┌──

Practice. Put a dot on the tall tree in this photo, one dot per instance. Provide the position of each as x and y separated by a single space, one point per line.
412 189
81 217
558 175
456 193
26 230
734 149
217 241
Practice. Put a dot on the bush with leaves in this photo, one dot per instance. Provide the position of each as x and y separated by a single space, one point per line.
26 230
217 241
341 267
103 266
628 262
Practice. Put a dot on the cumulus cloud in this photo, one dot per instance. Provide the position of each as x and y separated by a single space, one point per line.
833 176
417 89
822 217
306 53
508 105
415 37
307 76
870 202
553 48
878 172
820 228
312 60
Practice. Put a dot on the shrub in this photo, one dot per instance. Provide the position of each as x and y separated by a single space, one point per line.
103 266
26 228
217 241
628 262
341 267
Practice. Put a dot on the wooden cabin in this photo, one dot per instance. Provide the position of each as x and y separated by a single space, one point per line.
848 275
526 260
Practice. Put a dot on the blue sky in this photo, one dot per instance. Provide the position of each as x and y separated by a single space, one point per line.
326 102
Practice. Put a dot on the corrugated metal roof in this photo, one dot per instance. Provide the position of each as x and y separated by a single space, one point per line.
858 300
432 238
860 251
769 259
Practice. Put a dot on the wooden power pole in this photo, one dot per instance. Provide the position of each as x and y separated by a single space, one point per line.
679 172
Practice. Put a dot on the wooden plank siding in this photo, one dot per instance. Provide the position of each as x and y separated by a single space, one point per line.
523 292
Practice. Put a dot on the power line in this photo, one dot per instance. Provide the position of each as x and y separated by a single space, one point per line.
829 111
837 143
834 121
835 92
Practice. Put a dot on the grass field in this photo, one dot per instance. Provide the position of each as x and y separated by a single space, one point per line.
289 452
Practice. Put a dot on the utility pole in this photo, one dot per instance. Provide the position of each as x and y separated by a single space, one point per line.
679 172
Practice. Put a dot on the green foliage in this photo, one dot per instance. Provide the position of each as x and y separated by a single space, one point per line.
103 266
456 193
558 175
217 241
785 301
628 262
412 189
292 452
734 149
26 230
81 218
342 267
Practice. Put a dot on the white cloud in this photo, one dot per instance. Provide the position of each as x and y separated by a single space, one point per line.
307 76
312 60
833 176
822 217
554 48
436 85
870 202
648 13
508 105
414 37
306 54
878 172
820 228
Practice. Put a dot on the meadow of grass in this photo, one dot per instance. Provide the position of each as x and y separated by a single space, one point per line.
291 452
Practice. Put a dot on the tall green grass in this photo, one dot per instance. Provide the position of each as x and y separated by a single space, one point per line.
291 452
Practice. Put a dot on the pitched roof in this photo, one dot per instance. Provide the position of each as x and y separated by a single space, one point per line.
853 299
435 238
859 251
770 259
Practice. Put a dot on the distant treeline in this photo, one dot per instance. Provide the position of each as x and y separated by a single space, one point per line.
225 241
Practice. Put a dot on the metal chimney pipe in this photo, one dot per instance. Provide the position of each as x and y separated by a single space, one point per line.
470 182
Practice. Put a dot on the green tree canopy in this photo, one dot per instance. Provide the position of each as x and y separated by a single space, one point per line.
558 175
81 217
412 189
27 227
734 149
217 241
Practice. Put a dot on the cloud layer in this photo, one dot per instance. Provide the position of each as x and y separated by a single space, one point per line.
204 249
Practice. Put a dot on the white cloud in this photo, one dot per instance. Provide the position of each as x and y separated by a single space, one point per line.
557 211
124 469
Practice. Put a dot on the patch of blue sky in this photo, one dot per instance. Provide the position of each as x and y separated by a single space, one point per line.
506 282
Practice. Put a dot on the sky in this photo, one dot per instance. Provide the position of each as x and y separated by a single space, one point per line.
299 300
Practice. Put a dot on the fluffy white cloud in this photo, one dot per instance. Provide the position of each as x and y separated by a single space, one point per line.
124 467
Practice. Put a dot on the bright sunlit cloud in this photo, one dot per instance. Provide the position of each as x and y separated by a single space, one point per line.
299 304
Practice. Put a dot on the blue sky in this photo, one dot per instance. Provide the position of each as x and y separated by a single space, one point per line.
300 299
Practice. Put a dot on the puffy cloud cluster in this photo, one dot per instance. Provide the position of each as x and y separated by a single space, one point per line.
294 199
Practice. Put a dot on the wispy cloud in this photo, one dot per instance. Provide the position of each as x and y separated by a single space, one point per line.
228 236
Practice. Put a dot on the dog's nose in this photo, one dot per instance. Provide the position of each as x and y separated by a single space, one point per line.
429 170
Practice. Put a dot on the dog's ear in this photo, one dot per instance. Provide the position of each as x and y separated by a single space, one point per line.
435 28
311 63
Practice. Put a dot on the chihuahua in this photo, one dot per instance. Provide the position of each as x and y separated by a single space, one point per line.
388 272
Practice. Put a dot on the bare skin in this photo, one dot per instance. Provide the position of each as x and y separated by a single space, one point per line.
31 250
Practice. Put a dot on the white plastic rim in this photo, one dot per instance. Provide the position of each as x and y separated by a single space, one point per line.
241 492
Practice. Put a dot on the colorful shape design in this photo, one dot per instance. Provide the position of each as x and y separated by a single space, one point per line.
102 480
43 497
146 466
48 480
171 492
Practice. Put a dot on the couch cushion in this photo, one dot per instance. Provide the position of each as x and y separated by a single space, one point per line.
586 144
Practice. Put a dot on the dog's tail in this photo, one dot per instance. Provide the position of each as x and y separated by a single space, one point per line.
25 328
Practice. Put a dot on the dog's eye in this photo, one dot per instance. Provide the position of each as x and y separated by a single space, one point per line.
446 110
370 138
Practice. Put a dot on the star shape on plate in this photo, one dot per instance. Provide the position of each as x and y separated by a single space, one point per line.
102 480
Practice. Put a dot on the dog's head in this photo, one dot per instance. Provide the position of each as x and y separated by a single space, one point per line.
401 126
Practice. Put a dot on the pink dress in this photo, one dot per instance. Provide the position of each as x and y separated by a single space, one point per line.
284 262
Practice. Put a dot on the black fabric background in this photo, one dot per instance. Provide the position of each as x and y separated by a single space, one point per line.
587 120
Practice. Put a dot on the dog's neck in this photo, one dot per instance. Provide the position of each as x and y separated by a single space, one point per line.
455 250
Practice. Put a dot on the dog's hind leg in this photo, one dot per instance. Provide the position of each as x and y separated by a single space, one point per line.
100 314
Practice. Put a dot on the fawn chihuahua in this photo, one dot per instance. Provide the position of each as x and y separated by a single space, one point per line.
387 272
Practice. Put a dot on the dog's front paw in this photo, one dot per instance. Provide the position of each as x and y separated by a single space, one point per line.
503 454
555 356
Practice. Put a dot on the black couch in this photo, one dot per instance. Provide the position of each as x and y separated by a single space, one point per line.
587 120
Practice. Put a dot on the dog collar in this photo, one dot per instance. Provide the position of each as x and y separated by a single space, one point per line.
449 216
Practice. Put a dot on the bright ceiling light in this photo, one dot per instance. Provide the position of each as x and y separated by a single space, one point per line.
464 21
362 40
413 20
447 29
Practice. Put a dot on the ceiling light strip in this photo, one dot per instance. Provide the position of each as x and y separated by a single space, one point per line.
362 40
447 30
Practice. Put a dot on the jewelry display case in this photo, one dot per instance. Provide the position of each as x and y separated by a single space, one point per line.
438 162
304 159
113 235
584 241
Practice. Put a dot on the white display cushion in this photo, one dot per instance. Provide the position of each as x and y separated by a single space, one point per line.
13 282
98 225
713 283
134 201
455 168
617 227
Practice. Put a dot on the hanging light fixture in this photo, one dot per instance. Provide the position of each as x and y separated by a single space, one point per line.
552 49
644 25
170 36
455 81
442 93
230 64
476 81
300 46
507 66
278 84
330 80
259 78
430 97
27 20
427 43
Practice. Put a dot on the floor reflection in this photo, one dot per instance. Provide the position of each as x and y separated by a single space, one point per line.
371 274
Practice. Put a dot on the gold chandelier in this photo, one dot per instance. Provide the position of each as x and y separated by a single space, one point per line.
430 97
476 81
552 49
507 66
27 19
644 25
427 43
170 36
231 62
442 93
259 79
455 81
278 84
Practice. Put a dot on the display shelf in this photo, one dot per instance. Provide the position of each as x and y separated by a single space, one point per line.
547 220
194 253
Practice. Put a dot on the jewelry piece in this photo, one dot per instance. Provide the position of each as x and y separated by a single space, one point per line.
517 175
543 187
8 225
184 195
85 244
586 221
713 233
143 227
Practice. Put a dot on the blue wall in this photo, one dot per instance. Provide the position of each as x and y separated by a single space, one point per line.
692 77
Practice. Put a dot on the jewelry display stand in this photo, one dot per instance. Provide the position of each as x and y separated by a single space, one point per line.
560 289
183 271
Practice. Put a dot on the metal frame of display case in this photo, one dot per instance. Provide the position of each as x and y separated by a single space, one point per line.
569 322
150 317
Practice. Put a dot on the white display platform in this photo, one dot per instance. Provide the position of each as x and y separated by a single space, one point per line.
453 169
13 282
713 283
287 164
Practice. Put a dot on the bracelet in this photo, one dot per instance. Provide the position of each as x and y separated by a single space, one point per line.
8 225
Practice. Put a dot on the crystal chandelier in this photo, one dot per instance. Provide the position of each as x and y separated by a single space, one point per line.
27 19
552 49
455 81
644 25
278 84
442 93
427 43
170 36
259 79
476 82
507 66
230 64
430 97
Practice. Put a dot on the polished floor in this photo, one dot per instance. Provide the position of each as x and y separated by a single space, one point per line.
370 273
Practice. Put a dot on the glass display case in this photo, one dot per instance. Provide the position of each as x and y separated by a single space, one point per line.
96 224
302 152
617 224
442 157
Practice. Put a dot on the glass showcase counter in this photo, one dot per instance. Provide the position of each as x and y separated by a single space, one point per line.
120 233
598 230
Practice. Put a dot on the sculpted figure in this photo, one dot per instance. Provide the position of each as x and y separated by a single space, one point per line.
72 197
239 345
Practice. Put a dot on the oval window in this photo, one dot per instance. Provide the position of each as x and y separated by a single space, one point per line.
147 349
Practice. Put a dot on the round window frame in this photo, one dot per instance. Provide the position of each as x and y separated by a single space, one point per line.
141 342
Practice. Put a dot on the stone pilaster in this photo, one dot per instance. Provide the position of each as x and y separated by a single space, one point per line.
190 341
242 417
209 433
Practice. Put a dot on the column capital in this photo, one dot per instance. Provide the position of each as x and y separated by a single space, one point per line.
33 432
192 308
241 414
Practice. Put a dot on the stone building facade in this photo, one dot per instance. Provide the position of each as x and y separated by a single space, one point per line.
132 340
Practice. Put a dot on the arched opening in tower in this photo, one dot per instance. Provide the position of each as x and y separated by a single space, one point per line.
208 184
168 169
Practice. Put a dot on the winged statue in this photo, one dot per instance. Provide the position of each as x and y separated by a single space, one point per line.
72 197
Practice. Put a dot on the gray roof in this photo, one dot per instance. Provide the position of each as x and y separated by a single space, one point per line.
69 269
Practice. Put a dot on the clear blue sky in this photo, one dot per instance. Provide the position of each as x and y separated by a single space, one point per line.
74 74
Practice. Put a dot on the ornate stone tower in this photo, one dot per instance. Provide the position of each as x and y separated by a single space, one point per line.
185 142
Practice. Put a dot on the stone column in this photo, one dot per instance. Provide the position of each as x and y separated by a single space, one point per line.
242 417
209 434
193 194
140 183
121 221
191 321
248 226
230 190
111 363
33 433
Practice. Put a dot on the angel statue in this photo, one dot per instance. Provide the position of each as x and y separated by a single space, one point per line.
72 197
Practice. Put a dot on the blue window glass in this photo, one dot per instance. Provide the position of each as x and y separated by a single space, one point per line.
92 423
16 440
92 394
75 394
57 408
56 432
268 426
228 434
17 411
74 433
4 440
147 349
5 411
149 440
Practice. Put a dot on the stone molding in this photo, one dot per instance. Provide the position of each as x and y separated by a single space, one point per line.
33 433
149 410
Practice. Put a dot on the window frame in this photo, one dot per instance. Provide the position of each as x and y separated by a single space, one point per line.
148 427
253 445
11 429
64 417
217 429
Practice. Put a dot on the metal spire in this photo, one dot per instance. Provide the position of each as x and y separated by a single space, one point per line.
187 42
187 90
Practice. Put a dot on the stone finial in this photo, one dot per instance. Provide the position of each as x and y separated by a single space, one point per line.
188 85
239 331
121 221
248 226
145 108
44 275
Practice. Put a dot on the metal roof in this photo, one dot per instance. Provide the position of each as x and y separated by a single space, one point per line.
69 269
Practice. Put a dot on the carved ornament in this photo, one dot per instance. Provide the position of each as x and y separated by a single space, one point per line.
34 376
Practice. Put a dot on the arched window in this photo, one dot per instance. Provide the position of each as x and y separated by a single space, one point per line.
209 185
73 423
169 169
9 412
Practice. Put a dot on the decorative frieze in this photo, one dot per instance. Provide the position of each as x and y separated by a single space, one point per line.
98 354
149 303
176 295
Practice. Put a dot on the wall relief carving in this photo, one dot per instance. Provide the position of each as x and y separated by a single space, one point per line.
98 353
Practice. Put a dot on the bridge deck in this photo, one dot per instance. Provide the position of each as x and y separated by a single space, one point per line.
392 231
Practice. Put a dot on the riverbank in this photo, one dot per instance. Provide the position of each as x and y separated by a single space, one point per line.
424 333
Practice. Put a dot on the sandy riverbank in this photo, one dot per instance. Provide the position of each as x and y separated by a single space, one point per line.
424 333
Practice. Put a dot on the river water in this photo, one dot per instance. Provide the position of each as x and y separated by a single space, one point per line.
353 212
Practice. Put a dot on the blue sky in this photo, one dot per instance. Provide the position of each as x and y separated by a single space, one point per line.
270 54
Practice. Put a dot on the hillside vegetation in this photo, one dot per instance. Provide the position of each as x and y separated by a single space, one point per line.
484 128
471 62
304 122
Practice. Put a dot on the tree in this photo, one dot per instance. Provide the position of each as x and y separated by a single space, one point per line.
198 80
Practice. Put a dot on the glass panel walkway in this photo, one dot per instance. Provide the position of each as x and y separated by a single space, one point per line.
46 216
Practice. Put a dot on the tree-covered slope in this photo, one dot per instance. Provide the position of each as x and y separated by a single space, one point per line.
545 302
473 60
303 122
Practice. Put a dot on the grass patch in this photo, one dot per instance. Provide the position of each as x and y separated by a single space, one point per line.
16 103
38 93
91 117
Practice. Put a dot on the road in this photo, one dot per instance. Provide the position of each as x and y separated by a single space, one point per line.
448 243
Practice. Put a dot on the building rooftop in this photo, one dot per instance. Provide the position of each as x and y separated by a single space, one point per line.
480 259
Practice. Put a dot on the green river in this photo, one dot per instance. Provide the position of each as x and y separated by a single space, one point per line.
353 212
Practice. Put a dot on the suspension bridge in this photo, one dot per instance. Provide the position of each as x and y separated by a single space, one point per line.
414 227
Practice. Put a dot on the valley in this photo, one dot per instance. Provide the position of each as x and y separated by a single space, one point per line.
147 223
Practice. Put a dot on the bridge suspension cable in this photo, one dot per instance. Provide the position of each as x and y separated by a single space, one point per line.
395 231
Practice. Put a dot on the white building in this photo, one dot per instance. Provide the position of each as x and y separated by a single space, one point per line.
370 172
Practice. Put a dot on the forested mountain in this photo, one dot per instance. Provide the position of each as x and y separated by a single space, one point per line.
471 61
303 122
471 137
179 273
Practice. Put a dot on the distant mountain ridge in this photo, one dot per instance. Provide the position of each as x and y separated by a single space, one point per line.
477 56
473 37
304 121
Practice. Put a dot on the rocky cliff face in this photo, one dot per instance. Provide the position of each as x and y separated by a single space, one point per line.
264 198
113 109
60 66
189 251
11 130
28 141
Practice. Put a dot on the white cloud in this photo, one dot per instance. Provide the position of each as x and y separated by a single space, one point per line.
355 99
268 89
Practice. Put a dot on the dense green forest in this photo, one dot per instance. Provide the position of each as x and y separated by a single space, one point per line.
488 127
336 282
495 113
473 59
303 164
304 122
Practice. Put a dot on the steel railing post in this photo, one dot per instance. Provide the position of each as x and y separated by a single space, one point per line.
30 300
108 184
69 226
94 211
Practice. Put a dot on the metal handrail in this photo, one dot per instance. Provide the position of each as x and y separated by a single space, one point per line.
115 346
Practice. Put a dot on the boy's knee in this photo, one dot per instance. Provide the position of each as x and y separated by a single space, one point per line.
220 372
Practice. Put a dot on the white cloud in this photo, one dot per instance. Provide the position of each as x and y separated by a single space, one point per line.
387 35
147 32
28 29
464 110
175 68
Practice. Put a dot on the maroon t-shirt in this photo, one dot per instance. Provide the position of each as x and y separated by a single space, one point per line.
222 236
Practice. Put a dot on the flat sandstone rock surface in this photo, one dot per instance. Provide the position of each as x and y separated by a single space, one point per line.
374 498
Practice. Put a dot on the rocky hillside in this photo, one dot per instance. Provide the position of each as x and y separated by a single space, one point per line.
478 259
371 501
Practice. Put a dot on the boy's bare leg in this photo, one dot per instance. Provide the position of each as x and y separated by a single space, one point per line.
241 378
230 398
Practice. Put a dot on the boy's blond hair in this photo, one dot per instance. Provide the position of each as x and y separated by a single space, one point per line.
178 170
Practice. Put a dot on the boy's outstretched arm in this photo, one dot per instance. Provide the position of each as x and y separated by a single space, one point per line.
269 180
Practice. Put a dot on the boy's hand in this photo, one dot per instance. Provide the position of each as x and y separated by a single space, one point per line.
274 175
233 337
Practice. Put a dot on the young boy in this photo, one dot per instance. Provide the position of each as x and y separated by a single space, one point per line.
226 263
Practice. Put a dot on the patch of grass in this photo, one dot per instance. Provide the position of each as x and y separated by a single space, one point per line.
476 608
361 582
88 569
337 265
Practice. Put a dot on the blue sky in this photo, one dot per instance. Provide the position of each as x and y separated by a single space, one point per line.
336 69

└──

[Problem to work on] From the line containing "Practice. Put a dot on the boy's outstretched" through the closing line of the material above, return every line exactly and omit all others.

[Response to this exercise]
Practice. Put a dot on the boy's outstretched arm in this photo, one dot per instance. Provide the position of each as x and y separated by a single space, one point per line.
269 180
Practice. Put a dot on the boy's hand in this photo, one dot per instance. Provide the position of each as x and y separated by a single space, one point per line.
274 175
233 337
Practice. Put a dot on the young boy in this photo, one dot per instance. Provide the position of each as x and y separated by a single space, one point per line.
226 263
Practice. Put a dot on the patch of grass in this photo, one dot per instance. Provide the position of each as x and y separated by a single space, one point per line.
476 608
361 582
88 569
337 265
Practice. Put a dot on the blue sky in this photo, one dot per instance. Provide the position of each as x and y separated by a single space, one point per line.
336 69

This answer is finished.